**DATASET EXCERPTS:**
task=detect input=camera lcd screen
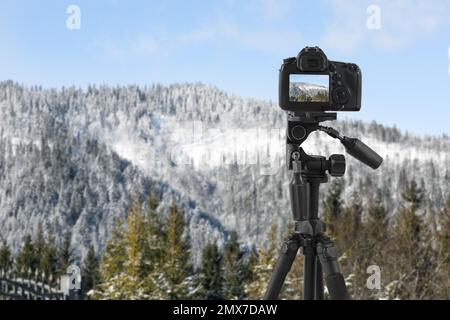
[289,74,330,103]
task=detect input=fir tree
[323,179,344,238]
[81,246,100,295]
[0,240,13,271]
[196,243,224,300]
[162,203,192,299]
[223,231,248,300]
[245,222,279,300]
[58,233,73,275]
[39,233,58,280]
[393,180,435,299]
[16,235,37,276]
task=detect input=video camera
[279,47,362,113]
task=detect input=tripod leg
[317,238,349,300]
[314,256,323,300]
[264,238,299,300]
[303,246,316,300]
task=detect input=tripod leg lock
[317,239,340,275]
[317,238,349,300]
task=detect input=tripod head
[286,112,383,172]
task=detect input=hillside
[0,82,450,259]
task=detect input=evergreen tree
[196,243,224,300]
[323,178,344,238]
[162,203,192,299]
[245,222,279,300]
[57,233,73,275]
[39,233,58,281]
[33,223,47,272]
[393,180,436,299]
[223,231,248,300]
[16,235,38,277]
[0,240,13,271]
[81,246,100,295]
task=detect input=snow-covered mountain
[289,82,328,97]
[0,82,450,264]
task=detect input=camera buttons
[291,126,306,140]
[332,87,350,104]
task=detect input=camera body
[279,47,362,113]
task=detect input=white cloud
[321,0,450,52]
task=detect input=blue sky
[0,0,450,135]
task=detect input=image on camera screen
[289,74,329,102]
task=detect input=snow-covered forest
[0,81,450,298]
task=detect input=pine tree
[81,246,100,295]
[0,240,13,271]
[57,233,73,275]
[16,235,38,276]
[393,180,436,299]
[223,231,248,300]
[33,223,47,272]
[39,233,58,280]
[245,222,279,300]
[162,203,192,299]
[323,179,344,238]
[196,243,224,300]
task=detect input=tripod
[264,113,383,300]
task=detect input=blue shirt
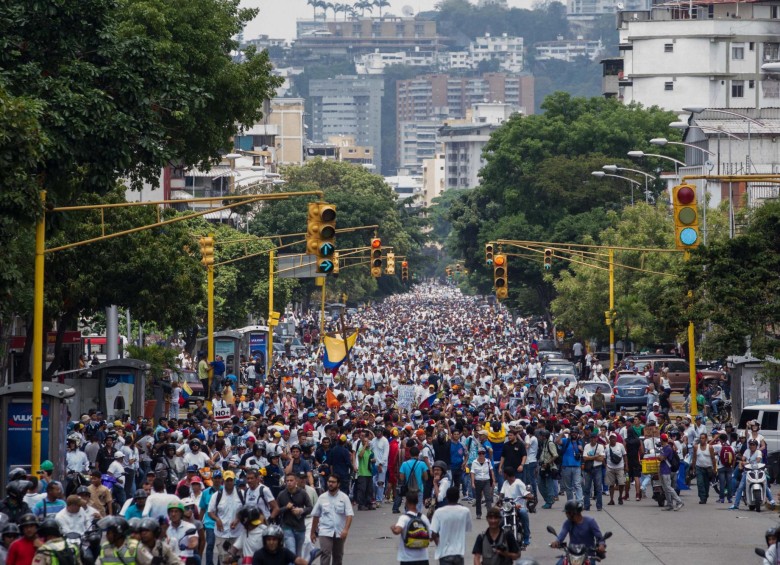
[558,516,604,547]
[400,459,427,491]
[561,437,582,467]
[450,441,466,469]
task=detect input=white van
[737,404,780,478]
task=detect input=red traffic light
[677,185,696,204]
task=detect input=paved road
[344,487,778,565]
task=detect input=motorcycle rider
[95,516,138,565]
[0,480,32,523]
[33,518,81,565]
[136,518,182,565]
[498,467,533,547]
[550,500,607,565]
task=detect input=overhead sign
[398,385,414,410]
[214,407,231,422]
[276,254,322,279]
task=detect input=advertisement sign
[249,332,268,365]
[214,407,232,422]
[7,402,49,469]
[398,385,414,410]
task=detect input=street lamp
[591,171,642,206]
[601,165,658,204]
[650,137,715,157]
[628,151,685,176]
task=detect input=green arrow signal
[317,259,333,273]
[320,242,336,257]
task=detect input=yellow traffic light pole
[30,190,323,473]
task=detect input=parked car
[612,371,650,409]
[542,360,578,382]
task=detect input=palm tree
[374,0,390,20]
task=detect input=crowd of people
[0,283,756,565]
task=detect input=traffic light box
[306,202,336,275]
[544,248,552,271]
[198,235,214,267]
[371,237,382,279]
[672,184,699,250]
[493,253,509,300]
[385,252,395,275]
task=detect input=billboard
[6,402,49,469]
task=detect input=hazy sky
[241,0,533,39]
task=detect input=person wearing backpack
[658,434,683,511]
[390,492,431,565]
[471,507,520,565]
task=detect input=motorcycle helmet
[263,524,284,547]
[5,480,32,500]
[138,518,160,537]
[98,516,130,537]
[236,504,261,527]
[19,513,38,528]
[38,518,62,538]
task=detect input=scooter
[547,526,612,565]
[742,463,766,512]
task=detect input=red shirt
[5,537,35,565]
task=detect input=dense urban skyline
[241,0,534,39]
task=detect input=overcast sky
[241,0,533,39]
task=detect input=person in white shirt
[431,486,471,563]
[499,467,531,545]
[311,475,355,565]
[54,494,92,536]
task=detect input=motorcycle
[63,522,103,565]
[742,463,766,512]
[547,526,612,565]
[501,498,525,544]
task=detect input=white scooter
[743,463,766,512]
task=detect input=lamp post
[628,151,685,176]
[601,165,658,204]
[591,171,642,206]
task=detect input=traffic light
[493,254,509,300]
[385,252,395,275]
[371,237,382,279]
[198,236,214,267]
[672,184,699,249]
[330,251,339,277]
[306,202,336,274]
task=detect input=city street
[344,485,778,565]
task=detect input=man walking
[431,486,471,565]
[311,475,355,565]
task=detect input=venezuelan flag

**WRITTEN EXERCISE:**
Reproduce the listing above with "pine tree" switched to "conifer", keeping every other line unchanged, and omit the pictures from your answer.

**FINISHED TASK:**
task=detect input=camera lcd screen
[289,74,330,103]
task=detect input=fir tree
[323,179,344,238]
[81,246,100,295]
[0,240,13,271]
[196,243,224,300]
[162,203,192,299]
[223,231,248,300]
[245,222,279,300]
[58,233,73,275]
[39,233,58,280]
[393,180,435,299]
[16,235,37,276]
task=detect input=video camera
[279,47,362,113]
task=detect input=tripod leg
[317,238,349,300]
[314,256,323,300]
[264,238,299,300]
[303,246,316,300]
task=detect input=tripod leg lock
[317,239,340,275]
[317,238,349,300]
task=detect input=tripod head
[286,112,383,172]
task=detect input=hillside
[0,82,450,259]
task=detect input=evergreen tree
[196,243,224,300]
[323,178,344,238]
[162,203,192,299]
[245,222,279,300]
[57,233,73,275]
[39,233,58,281]
[33,223,47,272]
[393,180,436,299]
[223,231,248,300]
[16,235,38,277]
[0,240,13,271]
[81,246,100,295]
task=detect input=snow-covered mountain
[289,82,328,97]
[0,82,450,264]
task=detect input=camera buttons
[291,126,306,140]
[332,87,350,104]
task=detect input=camera body
[279,47,362,113]
task=detect input=white cloud
[321,0,450,52]
task=detect input=blue sky
[0,0,450,135]
task=detect input=image on camera screen
[289,74,329,102]
task=detect input=snow-covered forest
[0,81,450,298]
task=detect input=conifer
[81,246,100,295]
[0,240,13,271]
[57,233,73,275]
[16,235,38,276]
[393,180,436,299]
[223,231,248,300]
[33,223,47,272]
[39,233,58,280]
[245,222,279,300]
[162,203,192,299]
[323,179,344,238]
[196,243,224,300]
task=detect input=tripod
[264,113,383,300]
task=detect input=blue shirt
[558,516,604,547]
[400,459,427,491]
[561,437,582,467]
[450,441,466,469]
task=detect input=white van
[737,404,780,478]
task=detect input=red traffic light
[677,185,696,204]
task=detect input=paved road
[344,487,778,565]
task=detect input=motorcycle rider
[95,516,138,565]
[0,480,32,523]
[33,518,81,565]
[136,518,182,565]
[498,467,533,547]
[550,500,607,565]
task=detect input=overhead sign
[398,385,414,410]
[214,407,231,422]
[276,254,322,279]
task=detect input=advertisement sign
[249,332,268,365]
[214,407,232,422]
[7,402,49,469]
[398,385,414,410]
task=detect input=street lamp
[591,171,642,206]
[601,165,658,204]
[650,137,715,157]
[628,151,685,176]
task=detect input=green arrow signal
[317,259,333,273]
[320,242,336,257]
task=detect input=yellow traffic light pole
[30,190,323,473]
task=detect input=parked car
[612,371,650,409]
[542,360,578,382]
task=detect input=palm tree
[374,0,390,20]
task=detect input=crowd of people
[0,283,756,565]
task=detect input=traffic light box
[306,202,336,275]
[544,248,552,271]
[198,235,214,267]
[371,237,382,279]
[672,184,699,250]
[493,253,509,300]
[385,252,395,275]
task=detect input=billboard
[6,402,49,469]
task=detect input=hazy sky
[241,0,533,39]
task=detect input=person wearing backpack
[658,434,683,511]
[390,492,431,565]
[471,507,520,565]
task=detect input=motorcycle helmet
[263,524,284,547]
[5,480,32,500]
[138,518,160,537]
[98,516,130,537]
[236,504,261,527]
[19,513,38,528]
[38,518,62,538]
task=detect input=scooter
[547,526,612,565]
[742,463,766,512]
task=detect input=red shirt
[5,537,35,565]
task=detect input=dense urban skyline
[241,0,534,39]
task=detect input=overcast sky
[241,0,533,39]
task=detect input=person in white shirt
[431,486,471,563]
[499,467,531,545]
[311,475,355,565]
[54,494,92,536]
task=detect input=motorcycle
[63,522,103,565]
[742,463,766,512]
[547,526,612,565]
[501,498,525,544]
task=detect input=white scooter
[743,463,766,512]
task=detect input=lamp post
[628,151,685,176]
[601,165,658,204]
[591,171,642,206]
task=detect input=traffic light
[493,254,509,300]
[385,252,395,275]
[371,237,382,279]
[198,236,214,267]
[672,184,699,249]
[330,251,339,277]
[306,202,336,274]
task=detect input=city street
[344,485,778,565]
task=detect input=man walking
[431,486,471,565]
[311,475,355,565]
task=detect input=venezuelan flag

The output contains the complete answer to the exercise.